Prompt 1: According to the vacuum chamber passage below, why can the pressure in separation space H be made higher than in spaces 481 and 482?

Document passage:
* * * * *
For each of the protruding portions 4, the inner arc shaped portion
is connected to an inner protruding portion 5 (which will be
explained later with reference to FIG. 1 to FIG. 3) and the outer
arc shaped portion is formed to extend along an inner peripheral
surface of the chamber body 12 of the vacuum chamber 10. As will be
explained later, the protruding portions are attached at a lower
surface of the ceiling plate 11 to protrude toward the turntable 2
to form separation areas D with the corresponding separation gas
nozzles 41 and 42.
[0038] FIG. 4 shows a cross-section of the vacuum chamber 10 along
a concentric circle of the turntable 2 from the reaction gas nozzle
31 to the reaction gas nozzle 32. As shown in FIG. 4, the
protruding portion 4 is fixed to a lower surface of the ceiling
plate 11. Thus, there are provided a flat low ceiling surface 44
(first ceiling surface) formed below the respective protruding
portion 4 and flat higher ceiling surfaces 45 (second ceiling
surface) which are higher than the low ceiling surface 44 and
formed at outboard sides of the respective low ceiling surface 44
in the circumferential direction.
[0039] Further, as shown in the drawings, the protruding portion 4
is provided with a groove portion 43 at a center in the
circumferential direction. The groove portion 43 is formed to
extend in the radius direction of the turntable 2. The separation
gas nozzle 42 is positioned within the groove portion 43. Although
not shown in FIG. 4, the separation gas nozzle 41 is also
positioned within a groove portion provided in the other protruding
portion 4. The reaction gas nozzles 31 and 32 are provided in
spaces below the high ceiling surfaces 45, respectively. The
reaction gas nozzles 31 and 32 are provided in the vicinity of the
wafers W apart from the high ceiling surfaces 45, respectively.
Here, for an explanatory purpose, a space below the high ceiling
surface 45 where the reaction gas nozzle 31 is provided is referred
to as "481" and a space below the high ceiling surface 45 where the
reaction gas nozzle 32 is provided is referred to as "482" as shown
in FIG. 4.
[0040] The separation gas nozzle 42 (or 41) is provided with plural
gas discharge holes 42h formed along the longitudinal direction of
the separation gas nozzle 42 (or 41) with a predetermined interval
(10 mm, for example).
[0041] The low ceiling surface 44 provides a separation space H,
which is a small space, with respect to the turntable 2. When the
N.sub.2 gas is provided from the separation gas nozzle 42, the
N.sub.2 gas flows toward the space 481 and the space 482 through
the separation space H. At this time, as the volume of the
separation space H is smaller than those of the spaces 481 and 482,
the pressure in the separation space H can be made higher than
those in the spaces 481 and 482 by the N.sub.2 gas. It means that
between the spaces 481 and 482, the separation space H provides a
pressure barrier. Further, the N.sub.2 gas flowing from the
separation space H toward the spaces 481 and 482 functions as a
counter flow against the TiCl.sub.4 gas from the gas first process
area P1 and the NH.sub.3 gas from the second process area P2. Thus,
the TiCl.sub.4 gas from the first process area P1 and the NH.sub.3
gas from the second process area P2 are separated by the separation
space H. Therefore, mixing and reacting of the TiCl.sub.4 gas with
the NH.sub.3 gas are prevented in the vacuum chamber 10.
* * * * *
Prompt 2: Starting at the first line of the records and ending at the line containing "top-left (0, 154), bottom-right (15, 177)", rewrite those lines with "shrub" changed to "bush" and nothing else altered.

Dataset excerpts:
* * * * *
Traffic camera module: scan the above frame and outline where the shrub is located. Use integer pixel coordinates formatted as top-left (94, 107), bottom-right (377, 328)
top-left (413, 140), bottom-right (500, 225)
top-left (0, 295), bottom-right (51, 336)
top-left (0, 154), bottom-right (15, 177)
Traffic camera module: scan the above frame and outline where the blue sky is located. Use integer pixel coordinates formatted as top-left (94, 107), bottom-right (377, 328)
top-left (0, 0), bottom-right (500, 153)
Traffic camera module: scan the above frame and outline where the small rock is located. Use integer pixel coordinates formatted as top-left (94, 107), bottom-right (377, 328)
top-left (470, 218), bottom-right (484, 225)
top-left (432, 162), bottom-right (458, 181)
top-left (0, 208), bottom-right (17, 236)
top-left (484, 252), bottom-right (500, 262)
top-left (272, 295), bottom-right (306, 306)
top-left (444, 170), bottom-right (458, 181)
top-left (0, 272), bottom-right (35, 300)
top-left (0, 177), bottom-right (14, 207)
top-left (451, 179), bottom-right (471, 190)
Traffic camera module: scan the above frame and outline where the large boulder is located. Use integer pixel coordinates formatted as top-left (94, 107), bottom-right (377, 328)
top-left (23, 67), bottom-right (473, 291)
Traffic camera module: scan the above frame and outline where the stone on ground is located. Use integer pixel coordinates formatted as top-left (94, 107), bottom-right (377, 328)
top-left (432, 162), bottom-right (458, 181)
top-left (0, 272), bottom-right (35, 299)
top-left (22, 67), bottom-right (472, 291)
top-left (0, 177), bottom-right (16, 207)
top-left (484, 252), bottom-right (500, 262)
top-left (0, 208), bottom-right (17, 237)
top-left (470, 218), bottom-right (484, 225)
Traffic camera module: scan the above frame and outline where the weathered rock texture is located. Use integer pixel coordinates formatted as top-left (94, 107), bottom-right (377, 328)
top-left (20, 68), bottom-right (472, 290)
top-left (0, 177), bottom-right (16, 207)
* * * * *
Exercise result 1: The volume of separation space H is smaller than the volumes of spaces 481 and 482. So when N.sub.2 gas is supplied from separation gas nozzle 42, the pressure in H can be made higher than in those spaces, and H acts as a pressure barrier between them.

Exercise result 2:
Traffic camera module: scan the above frame and outline where the bush is located. Use integer pixel coordinates formatted as top-left (94, 107), bottom-right (377, 328)
top-left (413, 140), bottom-right (500, 225)
top-left (0, 295), bottom-right (51, 336)
top-left (0, 154), bottom-right (15, 177)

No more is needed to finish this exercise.